● **WHAT IS ASKED**:
Copy every one of the records below verbatim, leaving out the pictures.

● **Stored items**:
** START **
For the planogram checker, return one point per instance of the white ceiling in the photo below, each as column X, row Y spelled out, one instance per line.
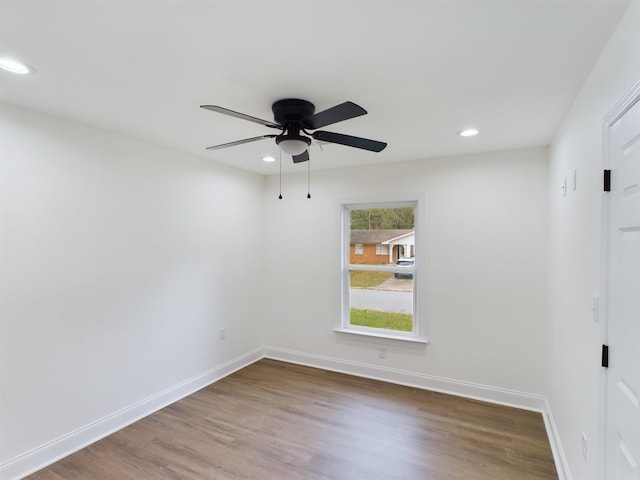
column 422, row 69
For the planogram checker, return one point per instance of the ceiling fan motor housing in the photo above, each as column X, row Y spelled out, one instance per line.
column 292, row 111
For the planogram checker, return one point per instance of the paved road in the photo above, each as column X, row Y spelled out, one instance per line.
column 384, row 300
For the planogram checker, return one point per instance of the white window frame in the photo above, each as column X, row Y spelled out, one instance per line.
column 382, row 250
column 418, row 203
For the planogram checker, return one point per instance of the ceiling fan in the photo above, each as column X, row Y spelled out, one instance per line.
column 295, row 117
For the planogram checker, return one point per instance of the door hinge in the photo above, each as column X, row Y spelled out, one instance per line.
column 605, row 356
column 607, row 181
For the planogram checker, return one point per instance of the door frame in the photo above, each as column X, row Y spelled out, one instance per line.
column 622, row 106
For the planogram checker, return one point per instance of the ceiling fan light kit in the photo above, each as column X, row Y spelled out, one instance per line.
column 293, row 116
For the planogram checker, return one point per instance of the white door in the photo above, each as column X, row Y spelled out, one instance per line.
column 622, row 292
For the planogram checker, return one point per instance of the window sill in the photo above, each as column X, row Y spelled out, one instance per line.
column 385, row 336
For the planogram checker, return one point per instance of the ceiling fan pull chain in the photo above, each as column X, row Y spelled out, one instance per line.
column 280, row 196
column 309, row 178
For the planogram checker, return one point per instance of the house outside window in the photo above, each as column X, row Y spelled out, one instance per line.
column 378, row 286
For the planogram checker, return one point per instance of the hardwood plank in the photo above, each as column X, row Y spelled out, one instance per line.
column 274, row 420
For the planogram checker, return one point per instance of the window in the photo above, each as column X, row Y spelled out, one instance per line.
column 378, row 295
column 382, row 249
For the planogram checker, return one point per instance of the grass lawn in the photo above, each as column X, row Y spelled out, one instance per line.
column 386, row 320
column 364, row 279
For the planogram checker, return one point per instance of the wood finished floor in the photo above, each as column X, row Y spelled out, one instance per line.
column 273, row 420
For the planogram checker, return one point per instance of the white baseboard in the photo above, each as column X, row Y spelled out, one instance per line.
column 511, row 398
column 560, row 459
column 475, row 391
column 54, row 450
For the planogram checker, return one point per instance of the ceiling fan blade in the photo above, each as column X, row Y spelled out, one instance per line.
column 303, row 157
column 242, row 116
column 349, row 141
column 336, row 114
column 240, row 142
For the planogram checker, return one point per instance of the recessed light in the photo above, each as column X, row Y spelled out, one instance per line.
column 468, row 132
column 15, row 66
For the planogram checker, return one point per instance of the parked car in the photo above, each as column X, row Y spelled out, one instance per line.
column 405, row 262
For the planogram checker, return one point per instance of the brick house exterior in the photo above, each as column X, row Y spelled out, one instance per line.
column 378, row 247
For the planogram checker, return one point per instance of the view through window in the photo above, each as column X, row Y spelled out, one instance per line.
column 379, row 268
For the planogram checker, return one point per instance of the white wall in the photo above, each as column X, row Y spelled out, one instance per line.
column 575, row 246
column 120, row 262
column 487, row 251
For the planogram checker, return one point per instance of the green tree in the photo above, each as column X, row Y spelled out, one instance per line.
column 382, row 218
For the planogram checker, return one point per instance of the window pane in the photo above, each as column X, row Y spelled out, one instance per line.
column 378, row 298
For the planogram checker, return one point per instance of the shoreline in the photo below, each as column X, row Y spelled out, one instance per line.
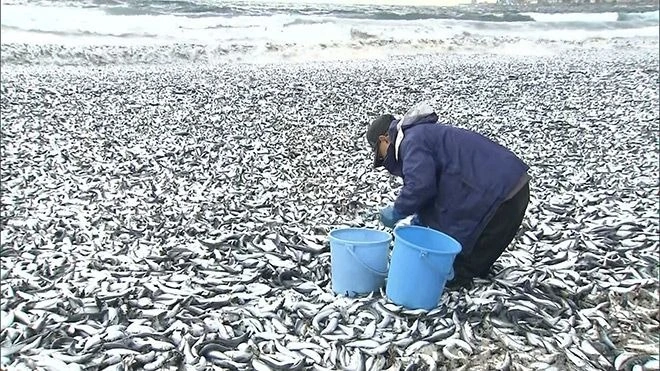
column 188, row 191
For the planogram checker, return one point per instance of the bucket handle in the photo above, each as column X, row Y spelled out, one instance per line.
column 351, row 250
column 450, row 275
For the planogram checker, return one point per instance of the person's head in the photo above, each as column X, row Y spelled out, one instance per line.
column 378, row 137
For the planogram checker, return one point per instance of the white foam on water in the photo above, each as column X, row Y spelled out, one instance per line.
column 294, row 36
column 574, row 17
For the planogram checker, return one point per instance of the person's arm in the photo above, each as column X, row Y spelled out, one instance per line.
column 419, row 174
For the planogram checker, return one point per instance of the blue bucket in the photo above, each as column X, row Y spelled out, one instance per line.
column 422, row 262
column 358, row 260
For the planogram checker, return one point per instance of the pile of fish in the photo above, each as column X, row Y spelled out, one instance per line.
column 177, row 218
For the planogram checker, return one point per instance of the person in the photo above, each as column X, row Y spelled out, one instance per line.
column 455, row 181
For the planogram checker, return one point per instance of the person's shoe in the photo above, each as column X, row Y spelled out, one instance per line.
column 459, row 282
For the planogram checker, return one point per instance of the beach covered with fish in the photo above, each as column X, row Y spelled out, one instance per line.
column 166, row 209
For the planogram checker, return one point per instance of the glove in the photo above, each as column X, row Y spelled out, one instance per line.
column 389, row 216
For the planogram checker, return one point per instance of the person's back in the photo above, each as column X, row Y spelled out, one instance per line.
column 456, row 181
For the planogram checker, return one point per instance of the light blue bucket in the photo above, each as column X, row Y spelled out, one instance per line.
column 422, row 262
column 358, row 260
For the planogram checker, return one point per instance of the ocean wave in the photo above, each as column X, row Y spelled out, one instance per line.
column 650, row 17
column 304, row 22
column 83, row 33
column 16, row 54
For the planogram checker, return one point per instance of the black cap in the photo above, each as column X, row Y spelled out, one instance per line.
column 378, row 127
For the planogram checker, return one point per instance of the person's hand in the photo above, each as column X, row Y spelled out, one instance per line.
column 389, row 217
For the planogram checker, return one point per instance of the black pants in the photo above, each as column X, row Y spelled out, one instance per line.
column 495, row 238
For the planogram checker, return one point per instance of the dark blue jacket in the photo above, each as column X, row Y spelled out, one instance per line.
column 453, row 179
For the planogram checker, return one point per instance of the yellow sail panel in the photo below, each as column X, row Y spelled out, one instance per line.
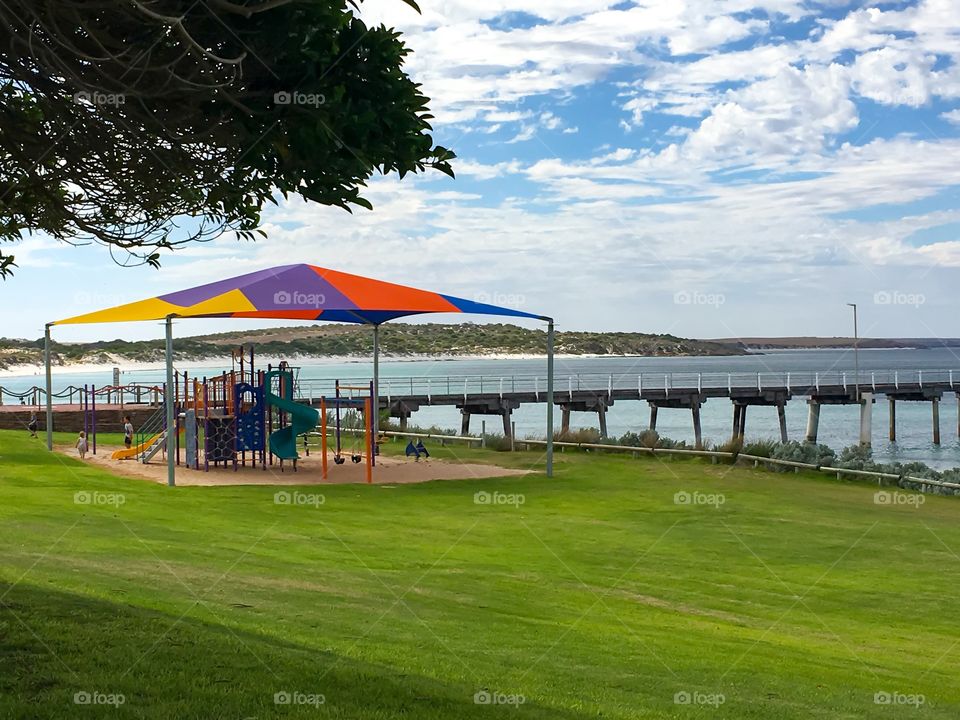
** END **
● **CORRECT ANSWER**:
For the planogram checker, return one point per instance of the white ceiling in the photo below, each as column X, row Y spelled out, one instance per line.
column 422, row 69
For the planogram checker, return one point per instance of the ceiling fan motor housing in the photo above, each as column X, row Y spelled out, one instance per line.
column 292, row 111
For the planogram checker, return one point per instance of the paved road in the photo above, each as column X, row Y spelled out, one instance per line.
column 384, row 300
For the planogram checker, return one point per instance of the white window frame in the photo above, each as column X, row Y spelled out, one instance per line.
column 382, row 250
column 418, row 203
For the planogram checker, return one point per instance of the ceiling fan in the photo above, each as column X, row Y spelled out, one instance per line.
column 295, row 117
For the planogram checker, return one point per instance of the door hinge in the photo above, each as column X, row Y spelled out, one instance per line.
column 605, row 356
column 607, row 181
For the planogram checker, return one point per instance of the door frame in the photo above, each as column X, row Y spelled out, one instance per line.
column 622, row 106
For the planogram checker, return one point per instance of the ceiling fan light kit in the photo above, each as column X, row Y spelled out, one instance per line.
column 293, row 116
For the planogram checker, return one point per instance of the white door in the photo above, each as column X, row Y spelled out, one instance per line.
column 622, row 292
For the planogram checker, return one point per instance of the window sill in the photo above, each as column X, row Y spelled out, one instance per line.
column 385, row 336
For the planogram checker, return one point per instance of the ceiling fan pull chain in the photo above, each as column X, row Y spelled out, one instance per line.
column 280, row 196
column 309, row 178
For the planogram checker, return one point per instance of the house outside window in the photo above, each as column X, row Y spelled out, one instance per line.
column 378, row 286
For the planogram checker, return one point per instance of the hardwood plank in the photo above, each as column X, row Y spelled out, one instance per line.
column 274, row 420
For the planogram checker, return one point per instance of the window in the photo above, each as column X, row Y spelled out, one instance per line.
column 378, row 295
column 382, row 249
For the planogram checker, return one point per instance of the grass lawn in the photo above, each as column X, row Y spelled out, one instance per line.
column 386, row 320
column 364, row 279
For the planogram checker, return one point per instance of the wood finished floor in the photo above, each as column X, row Y spelled out, one instance per line.
column 273, row 420
For the planogram checker, return one point per instance of the white baseboard in the photo above, each as column X, row Y spelled out, one instance per line.
column 511, row 398
column 560, row 459
column 475, row 391
column 54, row 450
For the planogram checker, return one point per instance of the ceiling fan blade in the photo above, each as column X, row Y spelled out, one instance per line.
column 303, row 157
column 242, row 116
column 349, row 141
column 336, row 114
column 240, row 142
For the planogram checker, return one point per instance of the recessed light in the photo above, each as column X, row Y spelled out, one instance per line.
column 468, row 132
column 15, row 66
For the planogram checker, return one point per instance of the parked car in the photo above, each as column X, row Y spelled out, one instance per line.
column 405, row 262
For the planogram checker, return one point per instance of the brick house exterior in the photo above, each as column X, row Y spelled out, one instance per line.
column 378, row 247
For the planogram checker, return one point per instance of the view through window in the photo above, each as column X, row Y spelled out, one instance per line.
column 379, row 268
For the planogram checker, return one point per instance of the white wall in the photo above, each as column X, row Y spelled out, one instance per line.
column 575, row 246
column 120, row 262
column 487, row 251
For the planogram checker, return one point per instance of the green tree in the photo above, each as column X, row Y spelled out, one instance per line.
column 382, row 218
For the planogram checker, return one point per instance of the window pane in the photo above, each as column X, row Y spelled out, one instance per line.
column 378, row 298
For the planogram checker, return one point per instance of the shoreline in the photo below, each as column X, row Y spelled out, one instance per line.
column 188, row 191
For the planogram checker, return one point per instance of the bucket handle in the photo above, each as column X, row Y spelled out, one instance per line.
column 351, row 250
column 450, row 275
For the planogram checker, return one point per instance of the person's head in the photo above, each as column X, row Y spelled out, one instance per line.
column 378, row 137
For the planogram checker, return one point per instance of the white foam on water in the photo above, each as column X, row Y spelled out, one instance per line.
column 294, row 36
column 574, row 17
For the planogram checker, return one point per instance of the person's arm in the photo above, each as column X, row Y spelled out, one instance per line.
column 419, row 174
For the planogram checker, return one point per instance of the blue bucket in the photo above, each as column X, row Y spelled out, one instance per line.
column 422, row 262
column 358, row 260
For the planogram checker, return one point per instance of the pile of fish in the photo above, each as column X, row Y spelled out, one instance per line.
column 177, row 218
For the planogram checker, return one point per instance of the person in the photo above, each as column X, row Y spelled out, one instance per line.
column 455, row 181
For the planogram checker, return one point per instance of the person's shoe in the photo above, each as column X, row Y spelled out, one instance per line.
column 459, row 282
For the planogram checker, return one point per instance of the beach covered with fish in the photo above, each as column X, row Y spelled out, one instance per line.
column 166, row 209
For the planogram checker, return one point per instance of the glove in the photo above, each as column X, row Y spelled out, one instance per line.
column 389, row 216
For the planogram checker, return one point per instance of the person's back in the photo above, each as column X, row Y spelled out, one instance per line.
column 456, row 181
For the planogram checker, return one point per instance of the light blue bucket in the photo above, each as column X, row Y spelled out, one instance per line.
column 422, row 262
column 358, row 260
For the planogram checker, return one point per instance of the ocean wave in the photo above, each as column X, row Y spelled out, one instance per line.
column 650, row 17
column 304, row 22
column 83, row 33
column 16, row 54
For the planogram checker, return one point per instance of the black cap in the photo above, each as column X, row Y spelled out, one instance per line.
column 378, row 127
For the planogram checker, return one point per instance of the person's hand in the photo above, each as column X, row Y spelled out, one instance per line.
column 389, row 217
For the planogram checker, return one point per instance of the black pants in the photo above, each as column X, row Y spelled out, one instance per line.
column 495, row 238
For the planogram checker, return one point per instance of the dark blue jacket in the photo above, each as column X, row Y spelled out, one instance per line.
column 453, row 179
For the planogram checker, return one point per instance of the yellow sail panel in the photo below, each as column X, row Y spelled out, one instance per line.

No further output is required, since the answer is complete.